### Aufgabenstellung 1
Geben Sie in den Datensätzen die Zeilen zwischen der Zeile mit „Dataset: internal_v3 | class: green ivy plant“ und der Zeile mit „xmin=136 ymin=489 xmax=227 ymax=596“, beide einschließlich, samt Aufforderungen vollständig wieder. Multiplizieren Sie dabei jede Koordinate in den Antworten mit 1,55 und runden Sie auf ganze Zahlen, wobei Hälften aufgerundet werden.

GiZ lässt 161 afghanische Ortskräfte im Stich – „Wir haben Ihre Mission ermöglicht, dafür müssen Sie uns beschützen“

161 afghanische Ortskräfte der Gesellschaft für Internationale Zusammenarbeit (GiZ) fordern ihr Recht auf Evakuierung ein – doch ihr ehemaliger Arbeitgeber ignoriert seit Monaten ihre Anfragen. Die GiZ lässt ihre ehemaligen Mitarbeiter:innen im Stich, meint der Flüchtlingsrat Niedersachsen. Die Organisation fordert vom Auswärtigen Amt, dem BmZ und der GiZ, den ehemaligen Ortskräften unverzüglich Aufnahmezusagen zu erteilen und alles daran zu setzen, sie schnellstmöglich zu evakuieren.

Die 161 Ortskräfte, die bis zum Jahr 2019 bei der GiZ beschäftigt waren und deshalb einen Anspruch darauf haben, nach Deutschland evakuiert zu werden, fürchten um ihr Leben. „Wir haben Ihre Mission ermöglicht, dafür müssen Sie uns beschützen“, so die Forderung der ehemaligen afghanischen GiZ-Mitarbeiter:innen.

Die Ortskräfte haben ihren ehemaligen Arbeitgeber, das Auswärtige Amt (AA) und das Bundesministerium für wirtschaftliche Zusammenarbeit und Entwicklung (BmZ) in den vergangenen Monaten mehrfach auf unterschiedlichen Wegen kontaktiert und ihnen eine Liste mit ihren Namen übermittelt. Lediglich das Risikomanagement der GiZ hat nichtssagend reagiert.

Der Flüchtlingsrat hat sich daraufhin an das Auswärtige Amt gewandt und wurde auf das BmZ verwiesen. Das BmZ wiederum teilte dem Flüchtlingsrat vor mehr als zwei Wochen mit, dass es die Liste mit den Namen der 161 Ortskräfte an die GiZ weitergeleitet habe, die sich mit den Ortskräften in Verbindung setzen werde. Geschehen ist seitdem dennoch nichts.

Maryam Mohammadi, Referentin beim Flüchtlingsrat Niedersachsen und ehemalige Mitarbeiterin der GiZ in Afghanistan

Ich stehe in sehr engem Kontakt mit vielen der 161 Personen. Ich bekomme mit, wie frustriert und verängstigt sie sind. Ich kann sie gut verstehen. Weil sie für die GiZ gearbeitet haben, werden sie von den Taliban mit dem Tod bedroht und verfolgt. Die GiZ darf diese 161 und alle anderen ehemaligen Ortskräfte nicht länger im Stich lassen. Das Auswärtige Amt, das BmZ und die GiZ müssen endlich Verantwortung übernehmen, anstatt die Aufnahme der Ortskräfte weiter absichtlich zu verzögern. Sie müssen gemeinsam alles daran setzen, den 161 und allen anderen ehemaligen Ortskräften unverzüglich Aufnahmezusagen zu erteilen und sie schnellstmöglich zu evakuieren.“

Personen, die für internationale Organisationen gearbeitet haben, werden seit jeher von der Taliban mit dem Tod bedroht und verfolgt. Seit die Taliban im August 2021 die Macht über Afghanistan vollständig ergriffen haben, sind diese Personen nun noch stärker gefährdet, Opfer von tödlichen Übergriffen zu werden.

### Aufgabenstellung 2
Schreiben Sie aus der Webseite über die afghanischen Ortskräfte der GiZ den Abschnitt zwischen „Die Ortskräfte haben“ und „seitdem dennoch nichts.“, beide einschließlich, wortgetreu ab.

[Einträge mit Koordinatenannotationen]
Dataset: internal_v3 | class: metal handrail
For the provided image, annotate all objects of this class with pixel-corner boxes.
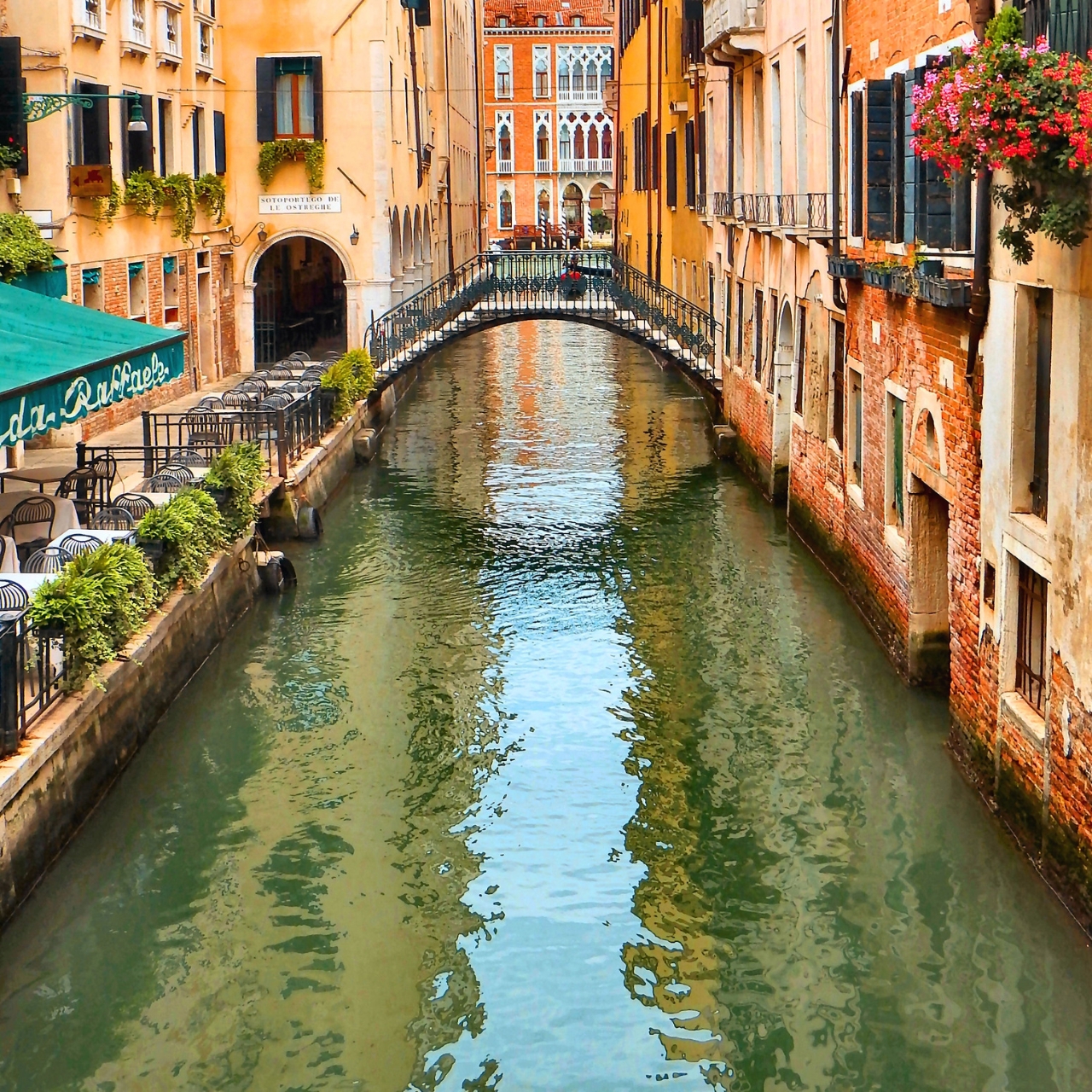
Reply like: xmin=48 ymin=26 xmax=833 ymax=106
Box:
xmin=363 ymin=250 xmax=717 ymax=379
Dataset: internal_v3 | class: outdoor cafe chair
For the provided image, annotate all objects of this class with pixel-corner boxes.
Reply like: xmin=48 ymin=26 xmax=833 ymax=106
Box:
xmin=0 ymin=578 xmax=31 ymax=621
xmin=23 ymin=543 xmax=74 ymax=572
xmin=90 ymin=508 xmax=135 ymax=531
xmin=58 ymin=531 xmax=102 ymax=557
xmin=54 ymin=467 xmax=99 ymax=523
xmin=115 ymin=492 xmax=155 ymax=520
xmin=0 ymin=496 xmax=57 ymax=561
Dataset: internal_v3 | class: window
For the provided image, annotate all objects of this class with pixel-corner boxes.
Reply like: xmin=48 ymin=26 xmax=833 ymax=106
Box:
xmin=793 ymin=304 xmax=808 ymax=414
xmin=492 ymin=46 xmax=512 ymax=98
xmin=163 ymin=254 xmax=178 ymax=325
xmin=752 ymin=289 xmax=765 ymax=379
xmin=885 ymin=392 xmax=906 ymax=531
xmin=533 ymin=46 xmax=549 ymax=98
xmin=81 ymin=269 xmax=105 ymax=311
xmin=830 ymin=319 xmax=845 ymax=451
xmin=156 ymin=98 xmax=175 ymax=178
xmin=1017 ymin=561 xmax=1048 ymax=714
xmin=73 ymin=79 xmax=110 ymax=165
xmin=190 ymin=106 xmax=206 ymax=178
xmin=256 ymin=57 xmax=323 ymax=143
xmin=845 ymin=368 xmax=865 ymax=488
xmin=129 ymin=262 xmax=148 ymax=322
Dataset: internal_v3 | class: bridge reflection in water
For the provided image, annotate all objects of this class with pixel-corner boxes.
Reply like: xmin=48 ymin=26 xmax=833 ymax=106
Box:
xmin=0 ymin=322 xmax=1092 ymax=1092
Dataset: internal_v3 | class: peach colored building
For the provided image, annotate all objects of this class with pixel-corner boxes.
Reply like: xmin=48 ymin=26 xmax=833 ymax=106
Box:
xmin=481 ymin=0 xmax=617 ymax=248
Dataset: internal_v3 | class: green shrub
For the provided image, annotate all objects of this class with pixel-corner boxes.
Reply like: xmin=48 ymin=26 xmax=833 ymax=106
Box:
xmin=28 ymin=543 xmax=160 ymax=689
xmin=206 ymin=444 xmax=265 ymax=539
xmin=0 ymin=212 xmax=54 ymax=281
xmin=136 ymin=489 xmax=226 ymax=595
xmin=321 ymin=348 xmax=375 ymax=421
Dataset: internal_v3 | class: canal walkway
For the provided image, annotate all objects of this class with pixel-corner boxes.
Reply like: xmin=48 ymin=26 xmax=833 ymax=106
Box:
xmin=0 ymin=323 xmax=1092 ymax=1092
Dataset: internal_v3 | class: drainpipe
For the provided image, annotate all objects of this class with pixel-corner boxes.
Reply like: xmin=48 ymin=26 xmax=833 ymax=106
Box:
xmin=410 ymin=12 xmax=425 ymax=190
xmin=830 ymin=0 xmax=845 ymax=311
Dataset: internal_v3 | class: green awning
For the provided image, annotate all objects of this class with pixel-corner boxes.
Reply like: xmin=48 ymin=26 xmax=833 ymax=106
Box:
xmin=0 ymin=284 xmax=187 ymax=447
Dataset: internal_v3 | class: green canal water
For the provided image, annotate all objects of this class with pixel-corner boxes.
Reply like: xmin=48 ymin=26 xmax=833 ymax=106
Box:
xmin=0 ymin=323 xmax=1092 ymax=1092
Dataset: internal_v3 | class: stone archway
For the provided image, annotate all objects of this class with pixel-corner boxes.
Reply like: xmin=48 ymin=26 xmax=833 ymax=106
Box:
xmin=253 ymin=233 xmax=350 ymax=365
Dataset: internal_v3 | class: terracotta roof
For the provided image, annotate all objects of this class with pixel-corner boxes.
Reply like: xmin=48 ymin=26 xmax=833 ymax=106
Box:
xmin=484 ymin=0 xmax=615 ymax=27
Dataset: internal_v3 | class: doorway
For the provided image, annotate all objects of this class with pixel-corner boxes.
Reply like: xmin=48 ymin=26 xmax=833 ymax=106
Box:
xmin=906 ymin=474 xmax=950 ymax=691
xmin=254 ymin=235 xmax=346 ymax=363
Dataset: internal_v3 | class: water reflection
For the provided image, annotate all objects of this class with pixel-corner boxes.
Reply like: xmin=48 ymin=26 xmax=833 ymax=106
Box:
xmin=0 ymin=323 xmax=1092 ymax=1092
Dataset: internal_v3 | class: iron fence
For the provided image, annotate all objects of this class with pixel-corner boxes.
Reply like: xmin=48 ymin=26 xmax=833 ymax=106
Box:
xmin=0 ymin=612 xmax=65 ymax=758
xmin=363 ymin=250 xmax=717 ymax=379
xmin=77 ymin=387 xmax=333 ymax=477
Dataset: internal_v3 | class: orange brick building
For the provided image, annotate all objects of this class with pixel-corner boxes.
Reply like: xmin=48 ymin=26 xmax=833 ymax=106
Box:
xmin=481 ymin=0 xmax=617 ymax=248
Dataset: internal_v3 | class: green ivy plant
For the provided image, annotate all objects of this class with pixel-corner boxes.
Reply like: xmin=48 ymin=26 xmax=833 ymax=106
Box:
xmin=0 ymin=212 xmax=54 ymax=281
xmin=28 ymin=543 xmax=160 ymax=690
xmin=204 ymin=444 xmax=265 ymax=538
xmin=136 ymin=489 xmax=227 ymax=596
xmin=258 ymin=137 xmax=327 ymax=194
xmin=320 ymin=348 xmax=375 ymax=421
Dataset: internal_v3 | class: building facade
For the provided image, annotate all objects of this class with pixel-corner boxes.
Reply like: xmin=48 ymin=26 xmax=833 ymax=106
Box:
xmin=481 ymin=0 xmax=616 ymax=249
xmin=0 ymin=0 xmax=239 ymax=444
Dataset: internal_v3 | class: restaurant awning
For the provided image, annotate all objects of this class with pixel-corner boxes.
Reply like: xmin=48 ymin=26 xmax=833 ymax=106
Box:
xmin=0 ymin=284 xmax=187 ymax=447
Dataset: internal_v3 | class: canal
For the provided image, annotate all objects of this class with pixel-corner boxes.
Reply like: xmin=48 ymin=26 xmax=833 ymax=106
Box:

### Vollständige Lösung 1
Dataset: internal_v3 | class: green ivy plant
For the provided image, annotate all objects of this class with pixel-corner boxes.
Reply like: xmin=48 ymin=26 xmax=833 ymax=106
Box:
xmin=0 ymin=329 xmax=84 ymax=436
xmin=43 ymin=842 xmax=248 ymax=1070
xmin=316 ymin=688 xmax=411 ymax=834
xmin=211 ymin=758 xmax=352 ymax=924

### Vollständige Lösung 2
Die Ortskräfte haben ihren ehemaligen Arbeitgeber, das Auswärtige Amt (AA) und das Bundesministerium für wirtschaftliche Zusammenarbeit und Entwicklung (BmZ) in den vergangenen Monaten mehrfach auf unterschiedlichen Wegen kontaktiert und ihnen eine Liste mit ihren Namen übermittelt. Lediglich das Risikomanagement der GiZ hat nichtssagend reagiert.

Der Flüchtlingsrat hat sich daraufhin an das Auswärtige Amt gewandt und wurde auf das BmZ verwiesen. Das BmZ wiederum teilte dem Flüchtlingsrat vor mehr als zwei Wochen mit, dass es die Liste mit den Namen der 161 Ortskräfte an die GiZ weitergeleitet habe, die sich mit den Ortskräften in Verbindung setzen werde. Geschehen ist seitdem dennoch nichts.